◆ Challenge
Your task is to transcribe the records exactly, skipping every image.

___ Provided records ___

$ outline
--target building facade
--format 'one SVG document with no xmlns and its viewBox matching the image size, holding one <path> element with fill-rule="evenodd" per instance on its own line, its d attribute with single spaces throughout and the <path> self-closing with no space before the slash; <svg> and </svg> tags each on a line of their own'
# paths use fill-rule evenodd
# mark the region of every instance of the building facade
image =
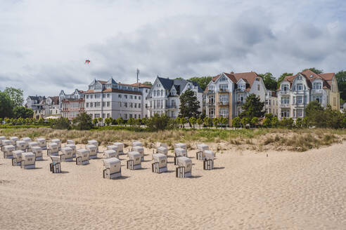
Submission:
<svg viewBox="0 0 346 230">
<path fill-rule="evenodd" d="M 266 93 L 266 114 L 278 116 L 278 97 L 276 92 L 267 90 Z"/>
<path fill-rule="evenodd" d="M 95 118 L 141 119 L 146 116 L 147 104 L 143 94 L 151 86 L 117 83 L 113 78 L 108 81 L 93 81 L 85 92 L 85 111 Z"/>
<path fill-rule="evenodd" d="M 149 107 L 148 116 L 158 114 L 167 114 L 170 118 L 177 117 L 179 113 L 179 96 L 188 89 L 195 93 L 200 102 L 200 111 L 202 111 L 203 90 L 197 83 L 158 76 L 146 97 Z"/>
<path fill-rule="evenodd" d="M 323 107 L 340 107 L 340 94 L 335 74 L 315 74 L 307 69 L 294 76 L 287 76 L 278 90 L 278 119 L 304 118 L 305 107 L 311 101 Z"/>
<path fill-rule="evenodd" d="M 84 92 L 75 89 L 71 94 L 65 94 L 61 90 L 59 94 L 61 107 L 61 115 L 70 120 L 75 118 L 78 114 L 84 111 Z"/>
<path fill-rule="evenodd" d="M 252 93 L 265 101 L 266 88 L 255 72 L 222 73 L 209 83 L 204 93 L 205 114 L 209 118 L 231 119 L 243 111 L 246 97 Z"/>
</svg>

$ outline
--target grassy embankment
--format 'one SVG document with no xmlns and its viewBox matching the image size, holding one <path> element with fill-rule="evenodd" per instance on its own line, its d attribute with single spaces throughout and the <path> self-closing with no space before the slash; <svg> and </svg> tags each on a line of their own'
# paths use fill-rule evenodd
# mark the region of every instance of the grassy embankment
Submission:
<svg viewBox="0 0 346 230">
<path fill-rule="evenodd" d="M 263 128 L 224 130 L 205 128 L 160 132 L 148 132 L 141 128 L 137 129 L 137 132 L 124 129 L 123 127 L 114 126 L 90 131 L 61 130 L 42 127 L 7 128 L 0 128 L 0 135 L 18 137 L 27 136 L 32 139 L 38 137 L 44 137 L 47 140 L 58 138 L 63 142 L 68 139 L 72 139 L 76 143 L 82 144 L 86 144 L 89 140 L 94 139 L 99 141 L 101 144 L 108 144 L 115 141 L 129 144 L 131 141 L 139 140 L 148 147 L 150 147 L 151 143 L 156 142 L 166 142 L 171 147 L 174 142 L 183 142 L 188 144 L 189 149 L 195 148 L 194 143 L 203 142 L 218 144 L 218 151 L 236 148 L 238 150 L 250 149 L 259 151 L 267 149 L 305 151 L 346 140 L 346 130 L 333 129 Z"/>
</svg>

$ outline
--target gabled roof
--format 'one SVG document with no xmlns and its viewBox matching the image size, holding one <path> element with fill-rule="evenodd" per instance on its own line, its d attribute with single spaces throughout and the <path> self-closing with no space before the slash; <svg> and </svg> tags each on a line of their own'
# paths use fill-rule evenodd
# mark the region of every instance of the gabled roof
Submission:
<svg viewBox="0 0 346 230">
<path fill-rule="evenodd" d="M 236 83 L 239 81 L 240 79 L 244 80 L 244 81 L 247 83 L 246 90 L 250 91 L 251 87 L 252 86 L 256 78 L 261 77 L 256 72 L 245 72 L 245 73 L 222 73 L 219 75 L 215 76 L 212 81 L 215 82 L 222 74 L 226 76 L 231 81 L 232 81 L 234 83 Z M 207 91 L 207 88 L 206 88 Z"/>
<path fill-rule="evenodd" d="M 59 97 L 58 96 L 48 97 L 51 98 L 51 102 L 53 102 L 55 104 L 59 104 Z"/>
<path fill-rule="evenodd" d="M 302 74 L 307 79 L 307 83 L 309 88 L 312 88 L 312 82 L 315 79 L 321 79 L 323 81 L 323 88 L 331 88 L 331 81 L 333 80 L 333 77 L 334 76 L 334 73 L 327 73 L 327 74 L 316 74 L 311 71 L 310 69 L 305 69 L 303 72 L 297 73 L 293 76 L 286 76 L 283 81 L 287 81 L 290 83 L 293 83 L 294 79 L 298 74 Z"/>
</svg>

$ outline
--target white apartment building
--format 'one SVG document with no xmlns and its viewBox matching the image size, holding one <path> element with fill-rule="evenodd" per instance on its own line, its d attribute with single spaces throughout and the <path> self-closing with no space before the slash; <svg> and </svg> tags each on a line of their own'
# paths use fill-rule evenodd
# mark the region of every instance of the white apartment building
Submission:
<svg viewBox="0 0 346 230">
<path fill-rule="evenodd" d="M 200 102 L 201 111 L 203 90 L 197 83 L 185 79 L 172 80 L 158 76 L 146 97 L 149 103 L 148 116 L 165 114 L 171 118 L 177 117 L 179 113 L 179 96 L 188 89 L 195 92 L 195 95 Z"/>
<path fill-rule="evenodd" d="M 305 117 L 306 106 L 314 100 L 323 107 L 330 104 L 338 109 L 340 94 L 335 74 L 317 74 L 307 69 L 286 76 L 278 90 L 278 119 Z"/>
<path fill-rule="evenodd" d="M 206 116 L 231 119 L 243 111 L 246 97 L 252 93 L 264 102 L 266 88 L 263 79 L 255 72 L 222 73 L 214 76 L 204 93 Z"/>
<path fill-rule="evenodd" d="M 266 114 L 278 116 L 278 97 L 276 92 L 267 90 L 266 93 Z"/>
<path fill-rule="evenodd" d="M 148 104 L 143 94 L 148 93 L 150 87 L 117 83 L 113 78 L 107 81 L 94 80 L 85 92 L 85 111 L 93 119 L 143 118 L 147 110 L 143 106 Z"/>
<path fill-rule="evenodd" d="M 59 94 L 62 116 L 70 120 L 84 111 L 84 92 L 75 89 L 71 94 L 65 94 L 61 90 Z"/>
</svg>

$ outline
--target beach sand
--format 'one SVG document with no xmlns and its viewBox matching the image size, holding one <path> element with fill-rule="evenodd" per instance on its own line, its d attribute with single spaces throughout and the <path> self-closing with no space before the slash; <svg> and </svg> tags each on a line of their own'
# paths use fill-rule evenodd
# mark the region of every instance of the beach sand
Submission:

___

◆ Task output
$ outline
--target building facade
--format 'one SVG document with no xmlns and its viewBox matching the image size, holding one <path> element with fill-rule="evenodd" per instance on its own line, its d attribute with single spaces throughout and the <path> self-closing with no space before the slash; <svg> and </svg> tags each on a line of their own'
# paths use fill-rule evenodd
# mark the region of every instance of the building facade
image =
Submission:
<svg viewBox="0 0 346 230">
<path fill-rule="evenodd" d="M 266 93 L 266 114 L 278 116 L 278 97 L 276 92 L 267 90 Z"/>
<path fill-rule="evenodd" d="M 95 118 L 141 119 L 146 116 L 147 104 L 143 94 L 151 86 L 117 83 L 113 78 L 108 81 L 93 81 L 85 92 L 85 111 Z"/>
<path fill-rule="evenodd" d="M 149 107 L 148 116 L 158 114 L 167 114 L 170 118 L 177 117 L 179 113 L 179 96 L 188 89 L 195 93 L 200 102 L 200 111 L 202 111 L 203 90 L 197 83 L 158 76 L 146 97 Z"/>
<path fill-rule="evenodd" d="M 323 107 L 340 107 L 340 94 L 335 74 L 315 74 L 307 69 L 294 76 L 287 76 L 278 90 L 278 119 L 304 118 L 305 107 L 311 101 Z"/>
<path fill-rule="evenodd" d="M 84 92 L 75 89 L 71 94 L 65 94 L 61 90 L 59 94 L 61 107 L 61 115 L 70 120 L 75 118 L 78 114 L 84 111 Z"/>
<path fill-rule="evenodd" d="M 252 93 L 265 101 L 266 88 L 255 72 L 222 73 L 209 83 L 204 93 L 205 114 L 209 118 L 231 119 L 243 111 L 246 97 Z"/>
</svg>

$ outline
--target grassy embankment
--format 'one SVG document with no xmlns and its viewBox matching the image size, holding one <path> element with fill-rule="evenodd" per instance on its own line, its d attribute with single spaces throughout and the <path> self-closing with no space before the slash; <svg> and </svg> tags each on a line of their own'
# paths use fill-rule evenodd
# mark the region of every instance of the grassy embankment
Submission:
<svg viewBox="0 0 346 230">
<path fill-rule="evenodd" d="M 263 128 L 224 130 L 205 128 L 160 132 L 148 132 L 141 128 L 137 129 L 137 132 L 124 129 L 123 127 L 114 126 L 90 131 L 61 130 L 42 127 L 7 128 L 0 128 L 0 135 L 18 137 L 27 136 L 32 139 L 38 137 L 44 137 L 47 140 L 58 138 L 63 142 L 68 139 L 72 139 L 76 143 L 82 144 L 86 144 L 89 140 L 94 139 L 99 141 L 101 144 L 108 144 L 115 141 L 129 144 L 131 141 L 139 140 L 148 147 L 150 147 L 151 143 L 156 142 L 166 142 L 171 147 L 174 142 L 183 142 L 188 144 L 189 149 L 195 148 L 194 143 L 203 142 L 218 144 L 218 151 L 236 148 L 238 150 L 250 149 L 259 151 L 267 149 L 305 151 L 346 140 L 346 130 L 333 129 Z"/>
</svg>

$ outline
--target gabled roof
--format 'one SVG document with no xmlns and its viewBox matching the image size, holding one <path> element with fill-rule="evenodd" per instance on its own line, its d attribute with single spaces throughout and the <path> self-closing with no space before the slash; <svg> and </svg> tags each on a line of their own'
# paths use fill-rule evenodd
# mark the region of every instance of the gabled roof
Submission:
<svg viewBox="0 0 346 230">
<path fill-rule="evenodd" d="M 236 83 L 239 81 L 240 79 L 244 80 L 244 81 L 247 83 L 246 90 L 250 91 L 251 87 L 252 86 L 256 78 L 261 77 L 256 72 L 245 72 L 245 73 L 222 73 L 219 75 L 215 76 L 212 81 L 215 82 L 222 74 L 226 76 L 231 81 L 232 81 L 234 83 Z M 207 91 L 207 88 L 206 88 Z"/>
<path fill-rule="evenodd" d="M 59 97 L 58 96 L 48 97 L 51 98 L 51 102 L 53 102 L 55 104 L 59 104 Z"/>
<path fill-rule="evenodd" d="M 302 74 L 307 79 L 307 83 L 309 88 L 312 88 L 312 82 L 315 79 L 321 79 L 323 81 L 323 88 L 331 88 L 331 81 L 333 80 L 333 77 L 334 76 L 334 73 L 327 73 L 327 74 L 316 74 L 311 71 L 310 69 L 305 69 L 303 72 L 297 73 L 293 76 L 286 76 L 283 81 L 287 81 L 290 83 L 293 83 L 294 79 L 298 74 Z"/>
</svg>

$ outline
--target white apartment building
--format 'one SVG document with no xmlns and its viewBox matching the image size, holding one <path> element with fill-rule="evenodd" per instance on its own line, its d attribute with single spaces throughout and the <path> self-closing with no space before the slash; <svg> and </svg> tags each on a line of their own'
# paths use fill-rule evenodd
# mark the region of every instance of the white apartment building
Submission:
<svg viewBox="0 0 346 230">
<path fill-rule="evenodd" d="M 200 102 L 201 111 L 203 90 L 197 83 L 185 79 L 172 80 L 158 76 L 146 97 L 149 103 L 148 116 L 165 114 L 171 118 L 177 117 L 179 113 L 179 96 L 188 89 L 195 92 L 195 95 Z"/>
<path fill-rule="evenodd" d="M 305 117 L 306 106 L 314 100 L 323 107 L 330 104 L 338 109 L 340 94 L 335 74 L 317 74 L 307 69 L 286 76 L 278 90 L 278 119 Z"/>
<path fill-rule="evenodd" d="M 206 116 L 231 119 L 243 111 L 246 97 L 252 93 L 264 102 L 266 88 L 263 79 L 255 72 L 222 73 L 214 76 L 204 93 Z"/>
<path fill-rule="evenodd" d="M 266 114 L 278 116 L 278 97 L 276 92 L 267 90 L 266 93 Z"/>
<path fill-rule="evenodd" d="M 148 104 L 143 94 L 148 93 L 150 87 L 117 83 L 113 78 L 107 81 L 94 80 L 85 92 L 85 111 L 93 119 L 143 118 L 147 110 L 143 106 Z"/>
<path fill-rule="evenodd" d="M 59 94 L 62 116 L 70 120 L 84 111 L 84 92 L 75 89 L 71 94 L 65 94 L 61 90 Z"/>
</svg>

$ outline
--target beach sand
--format 'one SVG document with no xmlns and its viewBox matching the image size, holding one <path> element with fill-rule="evenodd" per instance on its own line, its d attribute with single spaces throughout and the <path> self-closing with no space before the slash; <svg> and </svg> tags each on a line of their own'
# paths use fill-rule evenodd
# mark the region of every instance of the beach sand
Submission:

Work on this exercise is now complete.